**Task to complete**
Gather every line in the data below that contains the string "background" and copy each one in full. Case counts, so include a line only if its capitalization matches.

START Supplied data

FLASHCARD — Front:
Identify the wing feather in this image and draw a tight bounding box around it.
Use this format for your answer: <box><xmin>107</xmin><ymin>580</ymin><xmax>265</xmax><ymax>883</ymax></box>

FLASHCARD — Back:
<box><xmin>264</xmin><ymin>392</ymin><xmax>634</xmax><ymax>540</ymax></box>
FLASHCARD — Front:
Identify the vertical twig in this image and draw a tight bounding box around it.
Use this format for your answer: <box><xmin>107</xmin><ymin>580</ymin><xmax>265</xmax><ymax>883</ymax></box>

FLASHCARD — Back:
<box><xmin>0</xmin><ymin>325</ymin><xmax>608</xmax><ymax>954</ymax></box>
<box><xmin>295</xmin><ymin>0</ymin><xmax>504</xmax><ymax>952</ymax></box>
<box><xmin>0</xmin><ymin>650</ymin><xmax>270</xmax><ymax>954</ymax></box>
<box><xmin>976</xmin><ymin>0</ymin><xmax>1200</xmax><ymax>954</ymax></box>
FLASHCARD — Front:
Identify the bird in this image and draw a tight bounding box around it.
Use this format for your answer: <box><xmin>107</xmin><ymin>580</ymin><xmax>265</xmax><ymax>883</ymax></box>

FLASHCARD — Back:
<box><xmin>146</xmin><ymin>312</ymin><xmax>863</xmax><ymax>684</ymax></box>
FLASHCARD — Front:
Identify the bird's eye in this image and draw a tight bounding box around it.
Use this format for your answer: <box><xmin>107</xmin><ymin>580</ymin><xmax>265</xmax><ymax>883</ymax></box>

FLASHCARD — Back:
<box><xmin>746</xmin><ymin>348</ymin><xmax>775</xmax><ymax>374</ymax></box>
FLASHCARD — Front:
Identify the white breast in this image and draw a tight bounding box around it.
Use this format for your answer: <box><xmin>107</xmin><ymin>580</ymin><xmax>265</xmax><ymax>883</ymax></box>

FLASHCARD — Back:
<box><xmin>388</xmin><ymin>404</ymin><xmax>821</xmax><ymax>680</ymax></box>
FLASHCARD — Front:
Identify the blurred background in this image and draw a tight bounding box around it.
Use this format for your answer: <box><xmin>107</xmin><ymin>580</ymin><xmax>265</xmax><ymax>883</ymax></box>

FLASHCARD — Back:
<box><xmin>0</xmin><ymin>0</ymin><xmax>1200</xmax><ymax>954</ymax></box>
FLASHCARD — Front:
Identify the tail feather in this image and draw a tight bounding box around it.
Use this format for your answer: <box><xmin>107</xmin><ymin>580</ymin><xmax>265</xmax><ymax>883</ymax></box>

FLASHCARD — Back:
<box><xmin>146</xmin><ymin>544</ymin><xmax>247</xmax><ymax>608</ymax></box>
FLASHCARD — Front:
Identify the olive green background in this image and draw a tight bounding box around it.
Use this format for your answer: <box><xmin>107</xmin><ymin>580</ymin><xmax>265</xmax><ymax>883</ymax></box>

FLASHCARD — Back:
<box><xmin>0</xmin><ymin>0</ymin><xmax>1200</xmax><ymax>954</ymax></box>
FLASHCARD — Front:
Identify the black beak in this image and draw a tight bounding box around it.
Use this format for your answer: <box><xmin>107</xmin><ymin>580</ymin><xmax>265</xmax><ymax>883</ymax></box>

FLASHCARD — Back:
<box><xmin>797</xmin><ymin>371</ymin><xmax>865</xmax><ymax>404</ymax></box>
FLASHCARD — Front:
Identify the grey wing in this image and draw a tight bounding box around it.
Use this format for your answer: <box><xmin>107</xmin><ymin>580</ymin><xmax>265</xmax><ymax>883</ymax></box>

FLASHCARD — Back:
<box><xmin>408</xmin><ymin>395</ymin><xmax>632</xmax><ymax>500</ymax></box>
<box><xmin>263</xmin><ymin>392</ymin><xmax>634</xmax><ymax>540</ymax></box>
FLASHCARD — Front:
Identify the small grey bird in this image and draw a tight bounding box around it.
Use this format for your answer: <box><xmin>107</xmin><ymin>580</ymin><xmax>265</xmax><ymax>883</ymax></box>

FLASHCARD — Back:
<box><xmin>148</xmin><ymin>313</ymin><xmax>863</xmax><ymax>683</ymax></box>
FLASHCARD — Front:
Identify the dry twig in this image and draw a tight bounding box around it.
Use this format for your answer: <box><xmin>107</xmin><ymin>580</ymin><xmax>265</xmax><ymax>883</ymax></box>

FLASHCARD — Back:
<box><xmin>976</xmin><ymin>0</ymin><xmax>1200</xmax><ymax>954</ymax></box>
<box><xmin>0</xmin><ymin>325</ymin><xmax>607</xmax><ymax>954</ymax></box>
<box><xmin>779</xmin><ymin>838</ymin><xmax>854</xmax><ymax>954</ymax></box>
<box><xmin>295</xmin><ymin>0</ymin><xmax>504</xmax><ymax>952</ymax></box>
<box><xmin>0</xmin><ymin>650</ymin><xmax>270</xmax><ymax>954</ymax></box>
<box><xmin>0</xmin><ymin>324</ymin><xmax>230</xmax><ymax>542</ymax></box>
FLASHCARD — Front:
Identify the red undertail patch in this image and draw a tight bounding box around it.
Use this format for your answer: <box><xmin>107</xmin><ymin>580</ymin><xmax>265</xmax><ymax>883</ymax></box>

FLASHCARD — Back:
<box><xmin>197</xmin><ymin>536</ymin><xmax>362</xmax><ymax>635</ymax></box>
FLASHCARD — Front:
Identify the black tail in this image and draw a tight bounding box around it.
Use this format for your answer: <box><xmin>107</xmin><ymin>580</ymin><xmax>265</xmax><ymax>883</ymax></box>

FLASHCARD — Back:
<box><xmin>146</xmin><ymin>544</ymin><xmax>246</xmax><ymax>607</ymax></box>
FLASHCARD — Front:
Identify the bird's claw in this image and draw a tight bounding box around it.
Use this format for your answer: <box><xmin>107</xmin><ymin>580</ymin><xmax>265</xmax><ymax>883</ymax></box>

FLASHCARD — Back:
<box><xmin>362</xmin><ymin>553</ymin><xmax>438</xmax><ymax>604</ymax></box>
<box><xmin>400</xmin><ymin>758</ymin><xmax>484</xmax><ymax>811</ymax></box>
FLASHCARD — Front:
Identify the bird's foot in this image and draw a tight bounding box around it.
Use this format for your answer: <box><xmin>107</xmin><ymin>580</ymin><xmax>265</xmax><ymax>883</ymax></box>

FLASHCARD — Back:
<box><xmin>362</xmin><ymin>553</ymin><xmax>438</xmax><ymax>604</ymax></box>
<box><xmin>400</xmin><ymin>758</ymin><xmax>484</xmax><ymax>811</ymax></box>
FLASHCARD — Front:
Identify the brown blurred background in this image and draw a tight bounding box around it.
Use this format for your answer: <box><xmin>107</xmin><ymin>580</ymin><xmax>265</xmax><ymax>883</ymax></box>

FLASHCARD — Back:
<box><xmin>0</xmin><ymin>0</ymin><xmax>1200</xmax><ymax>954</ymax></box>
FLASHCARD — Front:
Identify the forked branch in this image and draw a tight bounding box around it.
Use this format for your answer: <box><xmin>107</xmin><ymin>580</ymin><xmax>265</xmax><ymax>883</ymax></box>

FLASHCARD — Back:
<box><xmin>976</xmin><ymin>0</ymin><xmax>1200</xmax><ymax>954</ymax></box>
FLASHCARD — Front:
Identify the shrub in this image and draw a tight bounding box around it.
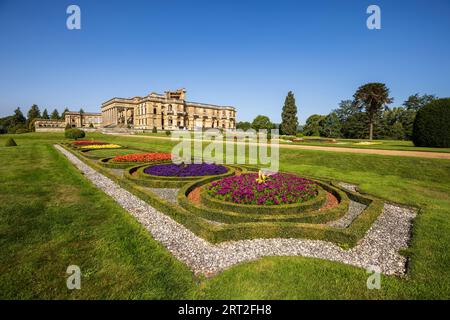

END Supplied data

**Solution**
Identify the blurred background in this image and draw a tight bounding box around it.
Identify the olive green background in this image and draw a tight bounding box around it.
Identify the brown blurred background in this image and draw a tight bounding box around it.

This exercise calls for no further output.